_GIVEN TEXT_.
Newly released statistics on Nassau County’s opioid crisis show an uptick in deaths from the use of cocaine mixed with heroin or fentanyl, officials said on Friday.
The statistics, from the county medical examiner’s office, also showed a drop in the number of heroin-related deaths while fatal overdoses caused by fentanyl and other fentanyl analogues have risen.
The new data come a day before county officials host a wellness expo intended to provide those affected by the opioid crisis with critical information about awareness and recovery.
“While cocaine has always been a dangerous drug, it is far more dangerous when we start to include other drugs such as fentanyl,” said Joseph Avella, chief toxicologist for the county Medical Examiner.
The data show 80 deaths related to the lethal mixture in 2016, a jump from 60 in 2015. So far this year, there have been 30 deaths through July 28, officials said.
In 2016, there were 53 heroin-related deaths, down from 66 the previous year, the data show. The combination of heroin plus fentanyl along with its analogues was listed as 81 deaths in 2016, a big jump from 31 a year earlier, records show.
Overall, Nassau County saw a record number of opioid-related deaths in 2016 with 195, up from 177 in 2015, statistics show. As of May 29, there have been 68 opioid-related deaths so far this year. And of those deaths, 23 were due to fentanyl, records show.
Avella said the slight decline in opioid-related fatalities may be due to pending cases that have not yet been finalized. Those cases could cause the number to rise after a final cause of death is determined, Avella said.

_TASK A_. Render this sentence from the article on Nassau County's opioid deaths into Spanish: "Avella said the slight decline in opioid-related fatalities may be due to pending cases that have not yet been finalized."
_TASK B_. Pick up the article on Nassau County's opioid deaths after its last sentence and carry it forward.
The material after the article on Nassau County's opioid deaths plays no part here.

Dataset excerpts
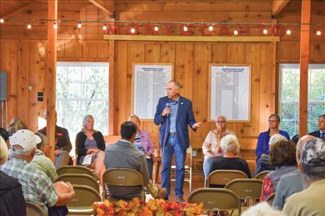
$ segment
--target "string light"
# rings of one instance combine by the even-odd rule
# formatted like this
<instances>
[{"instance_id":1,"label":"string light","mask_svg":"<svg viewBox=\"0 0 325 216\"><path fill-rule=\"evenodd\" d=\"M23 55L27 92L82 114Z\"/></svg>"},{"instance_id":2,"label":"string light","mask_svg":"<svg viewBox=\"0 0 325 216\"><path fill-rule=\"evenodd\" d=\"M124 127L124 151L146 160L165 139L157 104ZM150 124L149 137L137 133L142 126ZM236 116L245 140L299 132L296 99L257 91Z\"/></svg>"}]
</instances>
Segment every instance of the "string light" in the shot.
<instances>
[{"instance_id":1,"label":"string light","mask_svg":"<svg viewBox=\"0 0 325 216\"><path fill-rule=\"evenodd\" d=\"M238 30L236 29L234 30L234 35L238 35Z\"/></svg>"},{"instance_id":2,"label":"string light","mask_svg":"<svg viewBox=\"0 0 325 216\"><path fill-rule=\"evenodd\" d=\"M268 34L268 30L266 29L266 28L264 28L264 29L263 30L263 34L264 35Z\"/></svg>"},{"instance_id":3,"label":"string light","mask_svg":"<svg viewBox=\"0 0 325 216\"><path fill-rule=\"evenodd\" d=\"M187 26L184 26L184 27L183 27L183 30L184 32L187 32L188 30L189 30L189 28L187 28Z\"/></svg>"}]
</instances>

==

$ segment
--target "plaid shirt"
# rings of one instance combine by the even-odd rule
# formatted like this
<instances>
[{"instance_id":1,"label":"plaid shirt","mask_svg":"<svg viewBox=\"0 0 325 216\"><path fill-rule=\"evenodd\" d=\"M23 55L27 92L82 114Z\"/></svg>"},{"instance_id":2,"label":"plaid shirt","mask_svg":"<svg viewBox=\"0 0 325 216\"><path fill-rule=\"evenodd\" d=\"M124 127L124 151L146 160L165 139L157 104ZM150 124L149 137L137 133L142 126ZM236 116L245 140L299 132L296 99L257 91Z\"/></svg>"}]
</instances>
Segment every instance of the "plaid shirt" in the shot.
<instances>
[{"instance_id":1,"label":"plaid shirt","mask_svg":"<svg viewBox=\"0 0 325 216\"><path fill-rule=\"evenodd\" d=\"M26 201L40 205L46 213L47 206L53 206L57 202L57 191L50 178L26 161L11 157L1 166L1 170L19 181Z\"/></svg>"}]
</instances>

_YOUR RESPONSE A_. Avella dijo que la ligera disminución de las muertes relacionadas con opioides podría deberse a casos pendientes que aún no se han finalizado.

_YOUR RESPONSE B_.
“In many cases, it is our belief that the people abusing these drugs do not realize that these drugs are being added to the heroin that they’re trying to abuse and as a result, we’ve seen an increase in the number of deaths,” Avella said.
Saturday’s health and wellness expo will be held on Field 8 at Eisenhower Park in East Meadow from 2 to 5 p.m., officials said.
“This fentanyl, in many different forms, is attacking our county and causing deaths. It is a very dangerous mix and it is one that we see increasing,” said County Executive Edward Mangano.
Lisa Kassler, from Plainview, lost her son, Garrett, who would have been 27 this month, to heroin in February. She’s still heartbroken, she said. They had spent the day together and she was making him a turkey sandwich while he showered. When he didn’t come down 30 minutes later, she went to check on him and found him unresponsive.
“He was doing so well. He was happy,” Kassler said. “Never in a million years would I have thought that this would have happened that day.”